- The court ban will stop the intersex athlete from competing in Tokyo next year – despite the UN condemning the policy.
Caster Semenya will not be able to defend her Olympic gold 800m title in Tokyo next year after losing an appeal about her testosterone levels.
The ruling comes despite the UN High Commissioner for Human Rights saying sporting bodies should remove regulations for women athletes that make it harder for intersex and trans sportspeople to compete.
South African runner Semenya is the most famous case. The 800-meters Olympic champion has the intersex condition hyperandrogenism, which causes higher testosterone levels.
In particular she has both X and Y chromosomes, as do most men, while women typically only have X chromosomes.
Under rules from World Athletics, athletes with ‘differences of sexual development’ (DSD) can’t compete on distances of 400m and a mile. If they want to take part, they have to take testosterone reduction drugs.
Semenya’s legal battle
Semenya has challenged that ruling through the Swiss courts, starting in the Swiss Court of Arbitration for Sport (CAS) which has jurisdiction in such cases. And in June 2019 a Swiss court said she could continue to compete while her appeal proceeded.
However, in July 2019, the Swiss Federal Tribunal overturned that and reimposed the ban.
Now the same tribunal court says that CAS ‘had the right to uphold the conditions of participation issued for female athletes with the genetic variant “46 XY DSD” in order to guarantee fair competition for certain running disciplines in female athletics’.

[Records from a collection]
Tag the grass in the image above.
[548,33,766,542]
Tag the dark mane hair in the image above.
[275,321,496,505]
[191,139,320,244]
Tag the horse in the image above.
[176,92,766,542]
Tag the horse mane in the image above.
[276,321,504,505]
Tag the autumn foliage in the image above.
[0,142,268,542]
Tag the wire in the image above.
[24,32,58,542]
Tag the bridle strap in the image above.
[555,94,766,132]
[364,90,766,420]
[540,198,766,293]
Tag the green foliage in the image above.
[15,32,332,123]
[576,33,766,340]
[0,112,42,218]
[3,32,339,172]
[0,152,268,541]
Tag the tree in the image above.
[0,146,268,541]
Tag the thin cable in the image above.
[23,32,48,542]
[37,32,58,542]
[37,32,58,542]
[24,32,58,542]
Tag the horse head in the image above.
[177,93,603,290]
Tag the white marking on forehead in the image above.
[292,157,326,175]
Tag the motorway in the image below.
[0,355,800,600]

## COMPLETE THE FOLLOWING
1) Answer these questions using the Semenya article:
(a) Which Olympic title will Semenya be unable to defend in Tokyo?
(b) Under World Athletics rules, what must athletes with DSD do if they want to take part?
(c) In what month and year did the Swiss Federal Tribunal reimpose the ban?
2) Reproduce the passage of the Semenya article starting at "South African runner" and ending at "testosterone reduction drugs.".
The listing comes from a source other than the Semenya article.

## RESPONSES BY ITEM NUMBER
1)
(a) Her 800m gold title.
(b) Take testosterone reduction drugs.
(c) July 2019.

2)
South African runner Semenya is the most famous case. The 800-meters Olympic champion has the intersex condition hyperandrogenism, which causes higher testosterone levels.
In particular she has both X and Y chromosomes, as do most men, while women typically only have X chromosomes.
Under rules from World Athletics, athletes with ‘differences of sexual development’ (DSD) can’t compete on distances of 400m and a mile. If they want to take part, they have to take testosterone reduction drugs.